QUESTIONS ON THE MATERIAL:
a. Name every type of bodily sample that the statute excerpt on firearm possession under the influence mentions.
b. Continue the statute excerpt on firearm possession under the influence, starting after its last sentence.

++++ SELECTED EXCERPT ++++

The collection of the urine sample shall be conducted out of the view of any person other than the persons supervising the collection of the sample and the person being tested, unless the right to privacy is waived by the person being tested. When possible, the supervising person shall be a law enforcement officer. The results of qualitative testing for drug presence shall be admissible in evidence and questions of accuracy or reliability shall go to the weight rather than the admissibility of the evidence. If the person is medically unable to provide a urine sample in such manner due to the injuries or treatment of the injuries, the same authorization and procedure as used for the collection of blood in paragraphs (2) and (3) shall apply to the collection of a urine sample.

(8) The person performing or assisting in the performance of any such test and the law enforcement officer requesting any such test who is acting in accordance with this section shall not be liable in any civil and criminal proceeding involving the action.

(f) (1) The person’s refusal shall be admissible in evidence against the person at any trial on a charge arising out of possession of a firearm under the influence of alcohol or drugs, or both.

(2) Failure of a person to provide an adequate breath sample or samples as directed shall constitute a refusal unless the person shows that the failure was due to physical inability caused by a medical condition unrelated to any ingested alcohol or drugs.

(3) In any criminal prosecution for a violation of this section, if the court finds that a person refused to submit to testing when requested pursuant to this section, the county or district attorney, upon petition to the court, may recover on behalf of the state, in addition to the criminal penalties provided in this section, a civil penalty not exceeding $1,000 for each violation.

(g) If a person who holds a valid license to carry a concealed handgun issued pursuant to Kan. Stat. Ann. § 75-7c01 et seq., and amendments thereto, is convicted of a violation of this section, such person’s license to carry a concealed handgun shall be revoked for a minimum of one year for a first offense and three years for a second or subsequent offense.

++++ RECORDED INFORMATION ++++

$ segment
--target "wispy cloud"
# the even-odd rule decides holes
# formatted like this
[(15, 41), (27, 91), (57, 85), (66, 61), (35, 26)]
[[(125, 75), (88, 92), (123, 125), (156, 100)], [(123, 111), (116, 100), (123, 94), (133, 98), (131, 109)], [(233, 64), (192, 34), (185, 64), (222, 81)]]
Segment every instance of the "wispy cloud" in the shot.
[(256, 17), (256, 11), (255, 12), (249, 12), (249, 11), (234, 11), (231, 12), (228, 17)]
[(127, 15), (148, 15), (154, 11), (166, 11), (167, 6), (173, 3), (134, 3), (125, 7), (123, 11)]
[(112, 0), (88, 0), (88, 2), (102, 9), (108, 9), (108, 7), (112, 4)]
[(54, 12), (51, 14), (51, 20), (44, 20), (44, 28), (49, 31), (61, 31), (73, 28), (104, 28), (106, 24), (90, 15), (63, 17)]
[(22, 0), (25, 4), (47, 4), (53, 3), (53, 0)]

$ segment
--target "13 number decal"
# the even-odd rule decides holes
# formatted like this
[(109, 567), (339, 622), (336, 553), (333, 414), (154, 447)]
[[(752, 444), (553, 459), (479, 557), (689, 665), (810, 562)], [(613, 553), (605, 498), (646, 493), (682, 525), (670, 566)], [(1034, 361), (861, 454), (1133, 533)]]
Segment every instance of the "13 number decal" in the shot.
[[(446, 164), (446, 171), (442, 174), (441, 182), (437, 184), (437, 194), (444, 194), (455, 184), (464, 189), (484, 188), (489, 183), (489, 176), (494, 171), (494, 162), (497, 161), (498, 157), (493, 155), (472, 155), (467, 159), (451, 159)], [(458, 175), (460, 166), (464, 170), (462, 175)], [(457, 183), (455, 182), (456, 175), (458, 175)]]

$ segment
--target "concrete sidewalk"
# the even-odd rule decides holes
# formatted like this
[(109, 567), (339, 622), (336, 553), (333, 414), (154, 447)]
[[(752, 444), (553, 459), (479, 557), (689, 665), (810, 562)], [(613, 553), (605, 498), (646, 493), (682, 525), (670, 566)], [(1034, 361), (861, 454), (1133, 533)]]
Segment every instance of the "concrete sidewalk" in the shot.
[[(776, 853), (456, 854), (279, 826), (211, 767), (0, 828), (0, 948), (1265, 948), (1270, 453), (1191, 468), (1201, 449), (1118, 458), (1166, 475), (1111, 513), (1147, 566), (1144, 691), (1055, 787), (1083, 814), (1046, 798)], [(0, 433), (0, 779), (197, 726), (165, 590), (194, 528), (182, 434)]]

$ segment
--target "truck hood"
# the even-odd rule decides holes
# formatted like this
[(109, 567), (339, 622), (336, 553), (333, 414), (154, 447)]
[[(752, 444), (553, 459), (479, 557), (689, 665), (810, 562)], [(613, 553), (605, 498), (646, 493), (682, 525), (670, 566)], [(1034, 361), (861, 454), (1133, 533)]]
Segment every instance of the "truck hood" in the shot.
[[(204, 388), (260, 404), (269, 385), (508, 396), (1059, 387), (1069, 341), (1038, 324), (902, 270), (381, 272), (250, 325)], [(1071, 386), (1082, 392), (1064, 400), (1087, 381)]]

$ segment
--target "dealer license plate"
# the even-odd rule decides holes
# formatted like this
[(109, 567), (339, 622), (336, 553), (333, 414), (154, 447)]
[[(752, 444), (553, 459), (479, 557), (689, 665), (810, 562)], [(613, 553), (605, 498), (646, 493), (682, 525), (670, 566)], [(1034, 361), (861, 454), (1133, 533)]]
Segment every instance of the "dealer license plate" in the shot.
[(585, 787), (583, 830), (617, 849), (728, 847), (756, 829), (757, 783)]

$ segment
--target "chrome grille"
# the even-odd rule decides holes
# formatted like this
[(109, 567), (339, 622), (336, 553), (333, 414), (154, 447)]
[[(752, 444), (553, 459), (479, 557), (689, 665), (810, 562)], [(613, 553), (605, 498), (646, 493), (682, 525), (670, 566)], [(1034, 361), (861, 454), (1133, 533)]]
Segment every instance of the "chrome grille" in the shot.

++++

EXERCISE RESPONSES:
a. Urine, blood, breath

b.
(h) In any criminal prosecution for possession of a firearm under the influence of alcohol or drugs, or both, evidence of the concentration of alcohol or drugs in the defendant‘s blood, urine, breath or other bodily substance may be admitted and shall give rise to the following:

(1) If the alcohol concentration is less than .08, that fact may be considered with other competent evidence to determine if the defendant was under the influence of alcohol or drugs, or both.

(2) If the alcohol concentration is .08 or more, it shall be prima facie evidence that the defendant was under the influence of alcohol.

(3) If there was present in the defendant’s bodily substance any narcotic, hypnotic, somnifacient, stimulating or other drug which has the capacity to render the defendant incapacitated, that fact may be considered to determine if the defendant was under the influence of alcohol or drugs, or both.

(i) The provisions of subsection (h) shall not be construed as limiting the introduction of any other competent evidence bearing upon the question of whether or not the defendant was under the influence of alcohol or drugs, or both.

(j) Upon the request of any person submitting to testing under this section, a report of the results of the testing shall be made available to such person.